TO DO:
1 > Answer these questions about the Teaching and Learning page:
(a) Which publication ran the piece on modeling good reading habits?
(b) How long is the podcast on dichotomous thinking?
(c) Who wrote the piece on conflict management strategies?
2 > Update the stretch of the listing from its first line through the line containing "x=159, y=80" by replacing "gloved hand" with "glove-covered hand" everywhere, and give those lines back with nothing else changed.

PAGE:
Teaching and Learning

In Student-Centered Classrooms, the Instructor Must Come First (John Warner, Inside Higher Ed, July 18, 2024): A commentary on a recent piece by Sarah Rose Cavanagh at The Chronicle discussing what she perceives as a backlash against “student-centered teaching.”

Handwritten Versus Types Note-Taking Effects on College Students’ Performance (Carolina Kuepper-Tetzel, Learning Scientists, July 18, 2024): A report of the latest meta-analysis on whether it is better for students to type or handwrite class notes.

Modeling Good Reading Habits For Your Students (Beth McMurtrie, Chronicle of Higher Education, July 18, 2024): Discusses how one instructor teaches her students to become more active readers and shares advice on building good reading habits with one’s students.

Beyond Dichotomous Thinking: Strategies to Enhance Teaching and Learning (Bonni Stachowiak, Teaching in Higher Ed, July 18, 2024): 47-minute podcase in which Alexis Peirce Caudell suggests how to help students from falling into patterns of dichotomous thinking.

Utilizing Conflict Management Strategies to Navigate Difficult Classroom Discussions (George Ojie-Ahamoijie, Faculty Focus, July 17, 2024): Challenging topics might be unpredictable to discuss in the classroom; however, creating the proper environment for these discussions can be gratifying, create self-awareness, improve thoughts, expand understanding and knowledge, and provide an avenue for collecting information.

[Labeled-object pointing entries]
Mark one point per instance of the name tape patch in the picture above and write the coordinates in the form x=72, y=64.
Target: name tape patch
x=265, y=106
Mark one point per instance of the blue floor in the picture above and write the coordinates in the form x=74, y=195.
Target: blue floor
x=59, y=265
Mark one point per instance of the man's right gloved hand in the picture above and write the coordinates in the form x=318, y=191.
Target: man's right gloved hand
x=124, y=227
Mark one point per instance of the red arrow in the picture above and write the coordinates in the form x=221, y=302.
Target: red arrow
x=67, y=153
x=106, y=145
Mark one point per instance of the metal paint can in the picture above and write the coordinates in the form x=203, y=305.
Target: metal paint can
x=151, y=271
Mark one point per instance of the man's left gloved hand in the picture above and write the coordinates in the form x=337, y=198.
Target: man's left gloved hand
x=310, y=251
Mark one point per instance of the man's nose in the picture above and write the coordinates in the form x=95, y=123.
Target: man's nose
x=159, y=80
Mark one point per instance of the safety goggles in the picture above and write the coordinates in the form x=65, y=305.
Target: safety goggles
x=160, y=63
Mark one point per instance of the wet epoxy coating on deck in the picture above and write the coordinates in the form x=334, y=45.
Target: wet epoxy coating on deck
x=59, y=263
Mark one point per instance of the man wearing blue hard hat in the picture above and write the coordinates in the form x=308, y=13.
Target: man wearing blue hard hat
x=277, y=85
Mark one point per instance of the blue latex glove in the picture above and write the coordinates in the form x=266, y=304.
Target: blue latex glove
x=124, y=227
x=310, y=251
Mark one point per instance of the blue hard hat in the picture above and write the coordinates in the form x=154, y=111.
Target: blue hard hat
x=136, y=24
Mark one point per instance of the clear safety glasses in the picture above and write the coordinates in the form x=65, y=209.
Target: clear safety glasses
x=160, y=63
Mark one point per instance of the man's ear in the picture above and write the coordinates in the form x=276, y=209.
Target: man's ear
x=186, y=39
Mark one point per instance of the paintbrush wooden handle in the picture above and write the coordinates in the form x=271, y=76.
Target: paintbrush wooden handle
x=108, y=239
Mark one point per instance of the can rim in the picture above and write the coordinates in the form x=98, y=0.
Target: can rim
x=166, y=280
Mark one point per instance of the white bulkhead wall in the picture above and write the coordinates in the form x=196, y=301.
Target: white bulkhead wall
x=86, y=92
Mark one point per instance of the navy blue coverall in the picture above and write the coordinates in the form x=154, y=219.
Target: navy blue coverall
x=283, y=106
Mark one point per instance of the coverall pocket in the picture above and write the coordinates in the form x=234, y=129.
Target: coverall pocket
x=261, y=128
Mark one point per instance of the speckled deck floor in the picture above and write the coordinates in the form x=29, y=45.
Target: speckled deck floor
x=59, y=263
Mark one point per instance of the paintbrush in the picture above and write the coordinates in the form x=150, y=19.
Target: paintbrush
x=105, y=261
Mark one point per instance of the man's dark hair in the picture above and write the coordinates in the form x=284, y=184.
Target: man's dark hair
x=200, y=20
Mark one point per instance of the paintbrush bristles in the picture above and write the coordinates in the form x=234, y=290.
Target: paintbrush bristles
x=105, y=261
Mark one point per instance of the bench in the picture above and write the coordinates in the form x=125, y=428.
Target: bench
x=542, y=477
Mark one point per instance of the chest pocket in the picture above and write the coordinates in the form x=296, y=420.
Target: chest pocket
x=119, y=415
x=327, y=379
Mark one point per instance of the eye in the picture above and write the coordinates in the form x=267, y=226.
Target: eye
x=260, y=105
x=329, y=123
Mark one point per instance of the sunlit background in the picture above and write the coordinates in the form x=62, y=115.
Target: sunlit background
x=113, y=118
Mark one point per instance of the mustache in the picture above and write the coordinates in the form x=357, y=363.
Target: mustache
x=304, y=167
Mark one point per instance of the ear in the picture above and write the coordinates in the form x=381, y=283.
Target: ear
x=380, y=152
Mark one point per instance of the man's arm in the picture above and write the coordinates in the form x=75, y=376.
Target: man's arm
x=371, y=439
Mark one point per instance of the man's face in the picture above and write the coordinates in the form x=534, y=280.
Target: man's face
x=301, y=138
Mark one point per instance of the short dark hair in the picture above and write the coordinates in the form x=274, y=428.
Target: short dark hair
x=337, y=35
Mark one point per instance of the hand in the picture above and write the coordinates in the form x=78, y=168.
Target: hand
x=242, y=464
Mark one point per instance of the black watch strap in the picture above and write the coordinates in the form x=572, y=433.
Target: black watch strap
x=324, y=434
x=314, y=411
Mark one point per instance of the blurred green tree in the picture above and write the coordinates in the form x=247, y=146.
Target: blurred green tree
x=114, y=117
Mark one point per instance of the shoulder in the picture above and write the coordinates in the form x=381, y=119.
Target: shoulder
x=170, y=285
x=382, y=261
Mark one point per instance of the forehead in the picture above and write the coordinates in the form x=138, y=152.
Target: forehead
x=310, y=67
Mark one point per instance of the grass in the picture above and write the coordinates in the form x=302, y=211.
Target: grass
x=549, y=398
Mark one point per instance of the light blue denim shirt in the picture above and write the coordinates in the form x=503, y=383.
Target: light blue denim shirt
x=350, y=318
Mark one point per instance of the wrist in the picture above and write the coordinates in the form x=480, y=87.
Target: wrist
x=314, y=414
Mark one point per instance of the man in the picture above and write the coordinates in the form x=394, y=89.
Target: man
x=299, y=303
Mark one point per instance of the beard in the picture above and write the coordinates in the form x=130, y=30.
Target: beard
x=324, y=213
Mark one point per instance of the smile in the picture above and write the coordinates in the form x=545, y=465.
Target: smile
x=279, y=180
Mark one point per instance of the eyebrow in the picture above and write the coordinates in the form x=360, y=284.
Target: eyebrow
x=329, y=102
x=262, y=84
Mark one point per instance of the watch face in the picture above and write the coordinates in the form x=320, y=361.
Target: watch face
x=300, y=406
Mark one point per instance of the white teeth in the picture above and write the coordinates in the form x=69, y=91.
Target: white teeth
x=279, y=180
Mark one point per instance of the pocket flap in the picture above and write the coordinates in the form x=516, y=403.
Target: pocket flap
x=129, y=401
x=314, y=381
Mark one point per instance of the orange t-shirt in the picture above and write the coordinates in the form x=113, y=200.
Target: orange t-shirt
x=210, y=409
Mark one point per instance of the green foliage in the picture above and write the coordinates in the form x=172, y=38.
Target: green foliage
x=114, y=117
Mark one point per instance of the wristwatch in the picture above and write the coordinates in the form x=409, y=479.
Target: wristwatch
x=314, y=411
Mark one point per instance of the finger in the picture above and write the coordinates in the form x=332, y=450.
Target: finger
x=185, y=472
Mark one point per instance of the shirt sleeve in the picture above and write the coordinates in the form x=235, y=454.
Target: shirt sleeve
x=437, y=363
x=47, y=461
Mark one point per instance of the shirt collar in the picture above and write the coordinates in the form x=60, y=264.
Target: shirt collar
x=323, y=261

SOLUTIONS TO THE EXERCISE:
1 >
(a) Chronicle of Higher Education
(b) 47 minutes
(c) George Ojie-Ahamoijie

2 >
Mark one point per instance of the name tape patch in the picture above and write the coordinates in the form x=72, y=64.
Target: name tape patch
x=265, y=106
Mark one point per instance of the blue floor in the picture above and write the coordinates in the form x=74, y=195.
Target: blue floor
x=59, y=265
Mark one point per instance of the man's right glove-covered hand in the picture above and write the coordinates in the form x=318, y=191.
Target: man's right glove-covered hand
x=124, y=227
Mark one point per instance of the red arrow in the picture above and write the coordinates in the form x=221, y=302.
Target: red arrow
x=67, y=153
x=106, y=145
Mark one point per instance of the metal paint can in the picture above and write the coordinates in the form x=203, y=305.
Target: metal paint can
x=151, y=271
Mark one point per instance of the man's left glove-covered hand in the picture above and write the coordinates in the form x=337, y=198.
Target: man's left glove-covered hand
x=310, y=251
Mark one point per instance of the man's nose in the picture above and write the coordinates in the form x=95, y=123.
Target: man's nose
x=159, y=80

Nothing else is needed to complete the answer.